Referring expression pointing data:
* * *
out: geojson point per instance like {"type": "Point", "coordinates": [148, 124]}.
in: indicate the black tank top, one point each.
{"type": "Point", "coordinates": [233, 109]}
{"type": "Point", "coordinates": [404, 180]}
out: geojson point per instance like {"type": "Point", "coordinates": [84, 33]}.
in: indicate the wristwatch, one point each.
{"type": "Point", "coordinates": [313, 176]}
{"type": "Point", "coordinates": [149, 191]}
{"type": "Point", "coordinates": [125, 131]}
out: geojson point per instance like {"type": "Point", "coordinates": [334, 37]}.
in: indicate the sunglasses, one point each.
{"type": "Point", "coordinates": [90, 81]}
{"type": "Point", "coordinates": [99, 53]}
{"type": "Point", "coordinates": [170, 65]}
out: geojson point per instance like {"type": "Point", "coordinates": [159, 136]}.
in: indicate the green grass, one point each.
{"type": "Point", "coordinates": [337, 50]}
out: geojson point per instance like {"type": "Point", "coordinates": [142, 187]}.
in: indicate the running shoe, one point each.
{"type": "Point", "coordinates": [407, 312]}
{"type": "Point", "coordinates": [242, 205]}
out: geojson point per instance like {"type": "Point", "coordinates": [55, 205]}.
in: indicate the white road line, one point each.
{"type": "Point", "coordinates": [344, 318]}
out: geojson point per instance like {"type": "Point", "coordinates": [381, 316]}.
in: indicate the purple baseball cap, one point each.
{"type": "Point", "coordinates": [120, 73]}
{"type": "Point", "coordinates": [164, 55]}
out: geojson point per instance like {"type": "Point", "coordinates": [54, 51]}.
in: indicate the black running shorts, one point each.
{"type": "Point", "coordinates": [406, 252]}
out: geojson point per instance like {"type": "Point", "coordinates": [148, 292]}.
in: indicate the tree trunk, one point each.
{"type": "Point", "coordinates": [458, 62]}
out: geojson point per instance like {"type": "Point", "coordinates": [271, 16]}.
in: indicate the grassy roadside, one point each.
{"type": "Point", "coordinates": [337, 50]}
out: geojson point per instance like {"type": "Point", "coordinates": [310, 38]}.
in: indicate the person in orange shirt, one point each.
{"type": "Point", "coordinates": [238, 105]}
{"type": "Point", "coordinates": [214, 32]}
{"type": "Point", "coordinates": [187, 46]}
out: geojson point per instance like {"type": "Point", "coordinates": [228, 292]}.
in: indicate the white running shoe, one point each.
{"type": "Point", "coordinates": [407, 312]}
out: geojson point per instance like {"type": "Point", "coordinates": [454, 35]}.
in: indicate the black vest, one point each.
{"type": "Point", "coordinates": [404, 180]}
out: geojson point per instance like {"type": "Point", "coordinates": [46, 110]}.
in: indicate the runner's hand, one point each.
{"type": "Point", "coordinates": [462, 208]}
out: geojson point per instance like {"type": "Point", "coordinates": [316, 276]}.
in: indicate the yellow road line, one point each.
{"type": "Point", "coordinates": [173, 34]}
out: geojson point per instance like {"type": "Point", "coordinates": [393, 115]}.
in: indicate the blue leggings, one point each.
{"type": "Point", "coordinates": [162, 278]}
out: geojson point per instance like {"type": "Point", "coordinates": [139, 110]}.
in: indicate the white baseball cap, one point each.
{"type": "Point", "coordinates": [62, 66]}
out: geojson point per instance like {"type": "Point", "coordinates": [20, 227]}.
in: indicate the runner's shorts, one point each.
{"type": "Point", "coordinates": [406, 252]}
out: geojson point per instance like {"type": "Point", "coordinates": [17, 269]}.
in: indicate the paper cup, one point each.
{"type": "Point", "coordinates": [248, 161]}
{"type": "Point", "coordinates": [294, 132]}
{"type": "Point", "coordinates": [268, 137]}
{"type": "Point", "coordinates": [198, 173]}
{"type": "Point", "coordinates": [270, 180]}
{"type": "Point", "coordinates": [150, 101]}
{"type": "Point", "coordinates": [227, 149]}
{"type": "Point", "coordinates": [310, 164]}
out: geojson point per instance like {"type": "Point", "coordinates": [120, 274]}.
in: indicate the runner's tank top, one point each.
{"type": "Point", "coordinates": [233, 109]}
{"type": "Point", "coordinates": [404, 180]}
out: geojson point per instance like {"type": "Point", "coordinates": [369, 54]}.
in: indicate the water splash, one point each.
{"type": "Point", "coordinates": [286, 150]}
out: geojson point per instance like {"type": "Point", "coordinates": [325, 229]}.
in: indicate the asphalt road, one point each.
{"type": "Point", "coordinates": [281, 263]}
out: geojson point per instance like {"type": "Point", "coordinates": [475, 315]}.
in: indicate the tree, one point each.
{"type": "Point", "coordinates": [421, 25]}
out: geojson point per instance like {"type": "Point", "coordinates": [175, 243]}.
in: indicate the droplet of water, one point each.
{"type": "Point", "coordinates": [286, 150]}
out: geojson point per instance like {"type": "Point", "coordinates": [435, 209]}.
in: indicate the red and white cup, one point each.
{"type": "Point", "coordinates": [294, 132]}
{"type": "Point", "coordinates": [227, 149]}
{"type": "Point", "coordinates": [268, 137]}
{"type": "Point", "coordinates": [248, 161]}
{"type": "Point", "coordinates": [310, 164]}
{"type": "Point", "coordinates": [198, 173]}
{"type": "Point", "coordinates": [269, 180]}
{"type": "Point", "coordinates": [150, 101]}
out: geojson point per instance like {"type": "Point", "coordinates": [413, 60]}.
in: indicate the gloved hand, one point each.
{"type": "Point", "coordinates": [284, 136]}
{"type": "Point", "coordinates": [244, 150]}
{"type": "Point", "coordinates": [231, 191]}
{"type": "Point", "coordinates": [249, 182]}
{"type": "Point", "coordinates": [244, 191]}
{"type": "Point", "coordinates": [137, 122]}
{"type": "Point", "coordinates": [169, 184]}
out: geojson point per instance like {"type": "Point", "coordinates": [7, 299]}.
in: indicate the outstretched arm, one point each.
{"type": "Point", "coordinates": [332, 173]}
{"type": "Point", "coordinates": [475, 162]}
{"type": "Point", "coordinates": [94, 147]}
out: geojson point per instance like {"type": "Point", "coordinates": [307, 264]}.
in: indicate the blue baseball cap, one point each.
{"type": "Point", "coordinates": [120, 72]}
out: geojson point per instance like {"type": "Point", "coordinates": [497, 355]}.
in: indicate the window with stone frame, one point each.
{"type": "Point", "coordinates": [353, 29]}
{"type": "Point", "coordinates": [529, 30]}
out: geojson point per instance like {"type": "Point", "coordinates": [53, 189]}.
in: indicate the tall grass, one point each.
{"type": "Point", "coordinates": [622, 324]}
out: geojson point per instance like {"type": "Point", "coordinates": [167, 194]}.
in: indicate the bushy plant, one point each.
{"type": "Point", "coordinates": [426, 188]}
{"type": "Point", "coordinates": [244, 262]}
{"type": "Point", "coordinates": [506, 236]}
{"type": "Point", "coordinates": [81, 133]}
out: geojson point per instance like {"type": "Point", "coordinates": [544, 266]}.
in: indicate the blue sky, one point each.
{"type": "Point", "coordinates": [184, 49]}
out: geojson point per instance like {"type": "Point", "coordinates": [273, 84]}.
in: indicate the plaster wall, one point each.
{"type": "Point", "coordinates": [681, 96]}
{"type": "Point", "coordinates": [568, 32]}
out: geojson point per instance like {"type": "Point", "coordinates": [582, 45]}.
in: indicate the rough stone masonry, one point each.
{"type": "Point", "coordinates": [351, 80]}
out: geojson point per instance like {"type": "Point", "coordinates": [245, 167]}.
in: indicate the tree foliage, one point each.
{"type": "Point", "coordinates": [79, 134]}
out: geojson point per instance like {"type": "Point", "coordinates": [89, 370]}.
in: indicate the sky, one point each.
* * *
[TASK BRIEF]
Transcribe each of the records above exactly.

[EXERCISE ANSWER]
out: geojson point per instance like {"type": "Point", "coordinates": [148, 124]}.
in: indicate the black tank top, one point each.
{"type": "Point", "coordinates": [233, 109]}
{"type": "Point", "coordinates": [404, 180]}
out: geojson point per instance like {"type": "Point", "coordinates": [84, 33]}.
in: indicate the wristwatch, one point each.
{"type": "Point", "coordinates": [313, 176]}
{"type": "Point", "coordinates": [149, 191]}
{"type": "Point", "coordinates": [125, 131]}
out: geojson point per instance like {"type": "Point", "coordinates": [334, 37]}.
in: indicate the sunglasses, one point each.
{"type": "Point", "coordinates": [90, 81]}
{"type": "Point", "coordinates": [99, 53]}
{"type": "Point", "coordinates": [170, 65]}
out: geojson point per instance like {"type": "Point", "coordinates": [159, 136]}.
in: indicate the green grass, one point each.
{"type": "Point", "coordinates": [337, 50]}
out: geojson point per instance like {"type": "Point", "coordinates": [142, 187]}.
in: indicate the running shoe, one point each.
{"type": "Point", "coordinates": [407, 312]}
{"type": "Point", "coordinates": [242, 205]}
out: geojson point per instance like {"type": "Point", "coordinates": [55, 205]}.
in: indicate the white road line, one point each.
{"type": "Point", "coordinates": [344, 318]}
out: geojson point per instance like {"type": "Point", "coordinates": [381, 316]}.
in: indicate the purple baseball cap, one point each.
{"type": "Point", "coordinates": [120, 73]}
{"type": "Point", "coordinates": [164, 55]}
out: geojson point per instance like {"type": "Point", "coordinates": [54, 51]}.
in: indicate the black running shorts, one point each.
{"type": "Point", "coordinates": [406, 252]}
out: geojson point per instance like {"type": "Point", "coordinates": [148, 292]}.
in: indicate the tree trunk, one point each.
{"type": "Point", "coordinates": [458, 62]}
out: geojson point per instance like {"type": "Point", "coordinates": [271, 16]}.
in: indicate the grassy roadside, one point each.
{"type": "Point", "coordinates": [337, 50]}
out: geojson point per instance like {"type": "Point", "coordinates": [310, 38]}.
in: indicate the person in orange shirt, one point each.
{"type": "Point", "coordinates": [238, 105]}
{"type": "Point", "coordinates": [214, 32]}
{"type": "Point", "coordinates": [187, 46]}
out: geojson point per instance like {"type": "Point", "coordinates": [228, 292]}.
in: indicate the white running shoe, one point each.
{"type": "Point", "coordinates": [407, 312]}
out: geojson point per instance like {"type": "Point", "coordinates": [454, 35]}.
in: indicate the black vest, one point each.
{"type": "Point", "coordinates": [404, 180]}
out: geojson point per instance like {"type": "Point", "coordinates": [46, 110]}.
in: indicate the runner's hand, one point each.
{"type": "Point", "coordinates": [462, 208]}
out: geojson point per instance like {"type": "Point", "coordinates": [316, 276]}.
in: indicate the yellow road line, one point each.
{"type": "Point", "coordinates": [173, 34]}
out: geojson point per instance like {"type": "Point", "coordinates": [393, 115]}.
in: indicate the blue leggings, one point each.
{"type": "Point", "coordinates": [162, 278]}
out: geojson point per instance like {"type": "Point", "coordinates": [139, 110]}.
in: indicate the white baseball cap, one point each.
{"type": "Point", "coordinates": [62, 66]}
out: geojson point per instance like {"type": "Point", "coordinates": [20, 227]}.
in: indicate the runner's shorts, one point each.
{"type": "Point", "coordinates": [406, 252]}
out: geojson point per instance like {"type": "Point", "coordinates": [17, 269]}.
in: indicate the paper cup, one point each.
{"type": "Point", "coordinates": [248, 161]}
{"type": "Point", "coordinates": [294, 132]}
{"type": "Point", "coordinates": [268, 137]}
{"type": "Point", "coordinates": [198, 173]}
{"type": "Point", "coordinates": [270, 180]}
{"type": "Point", "coordinates": [150, 101]}
{"type": "Point", "coordinates": [227, 149]}
{"type": "Point", "coordinates": [310, 164]}
out: geojson point per instance like {"type": "Point", "coordinates": [120, 274]}.
in: indicate the runner's tank top, one point each.
{"type": "Point", "coordinates": [233, 109]}
{"type": "Point", "coordinates": [404, 180]}
out: geojson point per instance like {"type": "Point", "coordinates": [369, 54]}.
in: indicate the water splash, one point each.
{"type": "Point", "coordinates": [286, 150]}
out: geojson point per instance like {"type": "Point", "coordinates": [325, 229]}.
in: indicate the asphalt road, one point each.
{"type": "Point", "coordinates": [281, 263]}
out: geojson point per instance like {"type": "Point", "coordinates": [475, 315]}.
in: indicate the tree, one point each.
{"type": "Point", "coordinates": [421, 25]}
out: geojson point per instance like {"type": "Point", "coordinates": [175, 243]}.
in: indicate the droplet of water, one point each.
{"type": "Point", "coordinates": [286, 150]}
out: geojson point per instance like {"type": "Point", "coordinates": [435, 209]}.
in: indicate the red and white cup, one point each.
{"type": "Point", "coordinates": [294, 132]}
{"type": "Point", "coordinates": [227, 149]}
{"type": "Point", "coordinates": [268, 137]}
{"type": "Point", "coordinates": [248, 161]}
{"type": "Point", "coordinates": [310, 164]}
{"type": "Point", "coordinates": [198, 173]}
{"type": "Point", "coordinates": [269, 180]}
{"type": "Point", "coordinates": [150, 101]}
out: geojson point per instance like {"type": "Point", "coordinates": [413, 60]}.
in: indicate the gloved hand, one point each.
{"type": "Point", "coordinates": [284, 136]}
{"type": "Point", "coordinates": [244, 150]}
{"type": "Point", "coordinates": [231, 191]}
{"type": "Point", "coordinates": [249, 182]}
{"type": "Point", "coordinates": [244, 191]}
{"type": "Point", "coordinates": [137, 122]}
{"type": "Point", "coordinates": [169, 184]}
out: geojson point per instance like {"type": "Point", "coordinates": [7, 299]}.
in: indicate the outstretched arm, one point each.
{"type": "Point", "coordinates": [332, 173]}
{"type": "Point", "coordinates": [475, 162]}
{"type": "Point", "coordinates": [94, 147]}
out: geojson point per instance like {"type": "Point", "coordinates": [307, 264]}.
in: indicate the blue baseball cap, one point each.
{"type": "Point", "coordinates": [120, 72]}
out: geojson point per instance like {"type": "Point", "coordinates": [497, 355]}.
in: indicate the window with stone frame, one point each.
{"type": "Point", "coordinates": [353, 29]}
{"type": "Point", "coordinates": [529, 30]}
out: geojson point per instance like {"type": "Point", "coordinates": [53, 189]}.
in: indicate the tall grass, one point each.
{"type": "Point", "coordinates": [622, 324]}
out: geojson point per instance like {"type": "Point", "coordinates": [167, 194]}.
in: indicate the bushy plant, one point each.
{"type": "Point", "coordinates": [426, 188]}
{"type": "Point", "coordinates": [244, 262]}
{"type": "Point", "coordinates": [506, 236]}
{"type": "Point", "coordinates": [81, 133]}
out: geojson point per instance like {"type": "Point", "coordinates": [544, 266]}.
in: indicate the blue sky, one point each.
{"type": "Point", "coordinates": [184, 49]}
out: geojson point per instance like {"type": "Point", "coordinates": [273, 84]}.
in: indicate the plaster wall, one point each.
{"type": "Point", "coordinates": [681, 96]}
{"type": "Point", "coordinates": [568, 32]}
out: geojson point per instance like {"type": "Point", "coordinates": [582, 45]}.
in: indicate the rough stone masonry, one point each.
{"type": "Point", "coordinates": [351, 80]}
out: geojson point per instance like {"type": "Point", "coordinates": [245, 167]}.
in: indicate the tree foliage, one point each.
{"type": "Point", "coordinates": [79, 134]}
out: geojson point per instance like {"type": "Point", "coordinates": [89, 370]}.
in: indicate the sky, one point each.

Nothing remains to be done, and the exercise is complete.